Please copy the data starting at the line containing "Query: car headlight" and ending at the line containing "M256 192L255 1L0", renaming "region" to "area" and keeping everything else the same. Leave the pictures out of your answer.

-- START OF Provided records --

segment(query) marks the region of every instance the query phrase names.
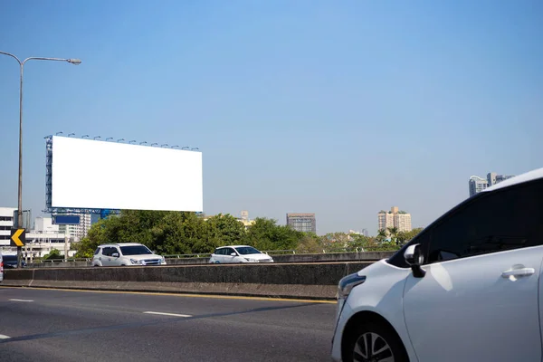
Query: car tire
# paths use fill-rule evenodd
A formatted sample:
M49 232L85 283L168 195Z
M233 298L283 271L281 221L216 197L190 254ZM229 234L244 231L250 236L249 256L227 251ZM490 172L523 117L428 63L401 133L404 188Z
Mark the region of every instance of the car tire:
M384 323L364 323L347 338L343 349L345 362L409 362L397 334Z

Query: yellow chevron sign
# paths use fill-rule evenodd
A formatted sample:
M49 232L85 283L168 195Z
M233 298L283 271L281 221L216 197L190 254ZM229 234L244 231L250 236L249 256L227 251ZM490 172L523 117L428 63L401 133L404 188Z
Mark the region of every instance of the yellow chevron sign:
M10 246L24 246L26 233L24 229L12 229Z

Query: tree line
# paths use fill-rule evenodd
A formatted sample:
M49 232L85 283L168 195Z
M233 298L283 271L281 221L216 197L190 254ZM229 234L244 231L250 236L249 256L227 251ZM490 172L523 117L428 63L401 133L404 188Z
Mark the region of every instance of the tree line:
M77 258L90 258L97 246L109 243L139 243L161 255L211 253L224 245L252 245L261 251L297 252L397 250L420 229L376 237L345 233L318 236L301 233L277 220L257 218L246 228L231 214L207 219L190 212L127 210L94 224L86 237L73 243Z

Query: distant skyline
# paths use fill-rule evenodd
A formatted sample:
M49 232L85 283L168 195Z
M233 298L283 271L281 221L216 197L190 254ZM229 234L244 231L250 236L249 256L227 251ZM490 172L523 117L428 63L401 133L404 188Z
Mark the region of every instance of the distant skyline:
M7 0L0 51L82 60L25 66L24 208L45 207L43 138L62 131L197 147L208 214L376 234L398 205L428 225L470 176L543 167L542 17L538 0ZM18 96L0 55L0 206Z

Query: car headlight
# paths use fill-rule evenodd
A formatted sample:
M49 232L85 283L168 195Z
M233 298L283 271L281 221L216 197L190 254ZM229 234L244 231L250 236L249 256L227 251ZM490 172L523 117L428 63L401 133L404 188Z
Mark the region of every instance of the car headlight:
M347 299L353 288L366 281L366 276L357 273L349 274L341 278L338 284L338 299Z

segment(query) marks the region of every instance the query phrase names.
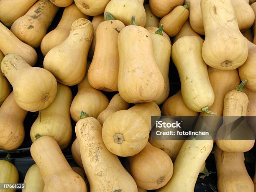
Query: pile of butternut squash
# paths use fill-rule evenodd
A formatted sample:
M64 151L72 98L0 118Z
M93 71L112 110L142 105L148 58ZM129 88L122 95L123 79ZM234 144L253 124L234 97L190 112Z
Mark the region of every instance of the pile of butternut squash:
M256 192L255 1L0 0L0 149L31 139L22 191L192 192L213 152L219 192ZM161 115L247 116L250 138L154 140ZM19 181L9 158L0 183Z

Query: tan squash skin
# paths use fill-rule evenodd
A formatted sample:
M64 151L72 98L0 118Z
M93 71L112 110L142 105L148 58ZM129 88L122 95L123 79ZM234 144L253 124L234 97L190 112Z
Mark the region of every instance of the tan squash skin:
M0 160L0 183L18 183L19 175L17 168L12 164L5 160ZM15 192L15 189L0 189L0 192Z
M73 0L50 0L51 2L58 7L67 7L73 2Z
M11 31L24 43L39 47L59 9L49 0L39 0L13 23Z
M58 83L55 99L51 105L39 111L31 128L32 142L38 135L48 136L54 138L61 148L67 146L72 136L70 111L72 99L72 92L69 87Z
M244 164L243 153L228 153L216 146L214 157L219 192L254 192L253 183Z
M137 26L144 27L147 16L143 3L144 0L111 0L106 7L104 13L108 12L125 26L131 25L131 18L135 17ZM104 15L106 20L106 15Z
M24 110L41 110L55 98L57 82L52 74L44 69L31 67L18 55L6 55L1 69L13 86L16 102Z
M183 100L189 109L197 112L210 107L215 97L207 67L201 54L203 43L200 37L182 37L173 44L172 51L181 79Z
M37 0L1 0L0 20L10 27L18 18L23 16Z
M189 20L188 20L185 22L183 26L180 28L179 33L173 38L173 43L174 44L178 39L184 36L200 36L198 33L195 32L191 28L189 23Z
M43 192L44 182L36 164L31 166L27 172L23 183L26 185L22 192Z
M37 139L30 152L44 182L44 192L87 191L84 181L73 171L53 138L43 136Z
M146 20L146 24L145 25L145 28L148 27L159 27L159 22L160 19L156 17L151 12L149 7L149 4L145 4L144 5L144 8L146 12L146 15L147 19Z
M94 54L88 71L88 80L94 88L117 91L119 69L118 38L125 26L118 20L106 20L97 28Z
M35 49L18 38L0 23L0 50L5 55L16 54L21 56L31 66L36 64L37 54Z
M109 103L108 99L102 92L90 85L86 74L78 84L77 94L71 104L71 117L77 122L80 119L81 111L83 111L90 117L97 118Z
M174 164L173 175L157 192L193 192L198 174L211 152L212 140L187 140Z
M170 157L148 142L141 152L128 159L131 175L143 189L159 189L172 176L173 165Z
M156 33L158 28L149 27L146 29L150 33L153 46L154 58L164 80L164 88L163 93L154 101L157 105L160 105L166 100L170 92L169 76L172 43L168 35L164 32L162 36Z
M133 179L118 157L104 145L101 130L100 123L91 117L81 119L76 125L76 134L90 191L120 189L124 192L137 192Z
M201 0L201 9L205 33L205 62L220 70L234 69L243 64L248 46L239 31L231 0Z
M159 24L163 24L164 32L169 36L173 37L178 34L188 18L189 14L189 10L184 6L177 6L171 13L162 18Z
M80 153L80 147L79 146L79 143L77 139L75 139L72 144L71 147L71 152L72 152L72 156L74 158L74 160L77 164L81 167L83 167L83 163L81 157L81 154Z
M246 79L245 86L252 91L256 92L256 45L247 40L249 48L248 57L244 64L238 68L241 80Z
M0 51L0 64L5 56ZM0 70L0 106L9 95L10 92L10 87L8 80L3 76Z
M27 111L16 103L12 92L0 108L0 148L13 150L24 140L23 121Z
M75 20L70 33L61 44L50 50L44 60L44 67L62 84L78 84L84 79L87 56L93 36L93 27L84 18Z
M88 19L89 17L84 15L72 3L64 10L61 19L56 28L47 33L41 43L41 51L45 56L49 51L62 43L69 35L73 23L79 18Z
M183 5L184 1L184 0L149 0L149 5L154 15L162 18L176 6Z
M74 0L76 5L85 15L97 16L104 13L110 0Z
M139 26L128 26L119 33L118 43L118 88L122 98L131 103L158 98L164 91L164 80L154 58L148 31Z
M112 97L108 107L99 115L98 121L101 126L103 125L104 121L111 115L117 111L127 109L129 105L122 98L120 94L117 93Z
M160 116L154 102L139 103L128 110L114 113L104 122L103 141L112 153L121 156L134 155L145 147L151 128L151 116Z

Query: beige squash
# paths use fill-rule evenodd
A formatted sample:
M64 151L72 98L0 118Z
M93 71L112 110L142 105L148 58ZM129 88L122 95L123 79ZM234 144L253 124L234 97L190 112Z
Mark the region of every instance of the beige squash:
M134 155L146 146L151 129L151 116L160 116L160 110L151 102L138 103L108 117L103 123L103 141L107 148L118 156Z
M112 97L107 108L99 115L98 121L102 126L103 125L103 123L108 117L115 112L127 109L129 105L129 103L122 98L120 94L117 93Z
M179 72L186 105L195 111L215 115L209 110L215 96L202 57L203 41L196 36L179 38L172 46L172 58Z
M246 79L245 86L249 90L256 92L256 45L246 40L249 48L248 57L244 64L238 68L241 80Z
M14 21L11 31L24 43L39 47L59 9L49 0L38 0L26 14Z
M24 140L23 122L27 111L15 102L12 92L0 108L0 148L13 150L19 147Z
M189 11L187 5L179 5L161 20L159 24L164 24L164 31L170 37L179 33L181 27L189 18Z
M34 142L38 136L50 136L64 149L69 144L72 136L70 111L72 92L65 85L58 83L57 86L53 102L39 111L30 130L30 137Z
M29 167L23 183L26 185L26 187L22 189L22 192L43 192L44 182L36 164Z
M105 9L105 20L106 13L108 13L127 26L131 25L131 18L134 16L137 25L144 27L147 16L143 6L144 0L111 0Z
M47 33L42 41L41 48L43 54L45 56L49 51L62 43L69 36L72 24L75 20L88 18L78 9L74 3L66 8L56 28Z
M172 176L173 165L170 157L148 142L142 151L128 159L131 175L137 185L143 189L159 189Z
M88 71L88 80L94 88L117 91L119 69L118 38L124 24L110 15L97 28L95 50Z
M55 98L57 82L46 69L31 67L15 54L9 54L4 58L1 69L13 86L16 102L24 110L41 110Z
M160 19L156 16L151 11L149 4L145 4L144 8L146 13L147 19L145 28L148 27L159 27Z
M35 49L18 38L12 32L0 23L0 50L5 55L15 54L33 66L37 60Z
M201 0L205 33L204 60L212 67L232 70L245 62L248 55L246 39L240 32L231 0Z
M253 183L244 164L243 153L228 153L216 146L214 157L219 192L254 192Z
M183 5L184 1L184 0L149 0L149 5L154 15L162 18L176 6Z
M164 91L164 80L154 58L148 31L140 26L125 27L119 33L118 44L118 88L122 98L131 103L157 99Z
M78 84L84 79L87 56L93 36L93 27L87 19L75 20L67 38L47 53L44 67L62 84Z
M154 102L158 105L163 103L170 92L169 64L171 59L172 43L168 35L163 31L164 26L158 29L155 27L146 28L149 31L152 38L154 58L164 80L164 88L162 94Z
M104 13L110 0L74 0L76 5L85 15L97 16Z
M101 136L102 127L89 117L76 125L76 134L84 170L91 192L137 192L136 183L118 157L106 148Z
M15 20L23 16L37 0L1 0L0 20L10 27Z

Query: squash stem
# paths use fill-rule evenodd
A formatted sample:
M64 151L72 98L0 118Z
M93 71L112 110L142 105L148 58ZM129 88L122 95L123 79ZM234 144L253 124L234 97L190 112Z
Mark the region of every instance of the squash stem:
M89 116L89 115L84 112L84 111L81 111L81 113L80 114L80 118L84 119Z
M208 115L216 115L217 114L216 112L213 112L212 111L210 111L209 110L209 107L205 107L205 108L202 109L202 113L206 113Z
M239 84L238 86L236 88L236 90L237 91L241 91L241 92L243 92L243 88L244 87L246 83L247 82L247 79L243 80L241 84Z
M115 17L108 12L106 12L105 15L106 15L106 20L115 20Z
M131 25L132 26L136 26L136 22L135 22L135 16L133 15L132 16L131 22Z
M161 24L159 28L156 31L156 33L163 36L163 31L164 30L164 24Z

-- END OF Provided records --

* Solution to the exercise *
Query: car headlight
# paths use fill-rule evenodd
A formatted sample:
M49 232L85 283L168 195Z
M233 298L283 271L281 221L216 197L190 254ZM229 234L244 231L250 236L249 256L227 251ZM490 172L523 117L428 63L401 133L404 188Z
Mark the area of every instance of the car headlight:
M347 299L353 288L366 281L366 276L357 273L349 274L341 278L338 284L338 299Z

segment(query) marks the area of every instance the query phrase names.
Query: pile of butternut squash
# paths use fill-rule evenodd
A formatted sample:
M64 151L72 98L0 118Z
M93 71L112 110L142 105L148 58ZM129 88L122 95L123 79ZM234 144L253 124L234 97L190 112Z
Mark the area of every instance of the pile of butternut squash:
M256 192L255 1L0 0L0 149L31 139L22 191L192 192L213 152L219 192ZM161 115L247 116L250 138L154 140ZM19 181L9 158L0 183Z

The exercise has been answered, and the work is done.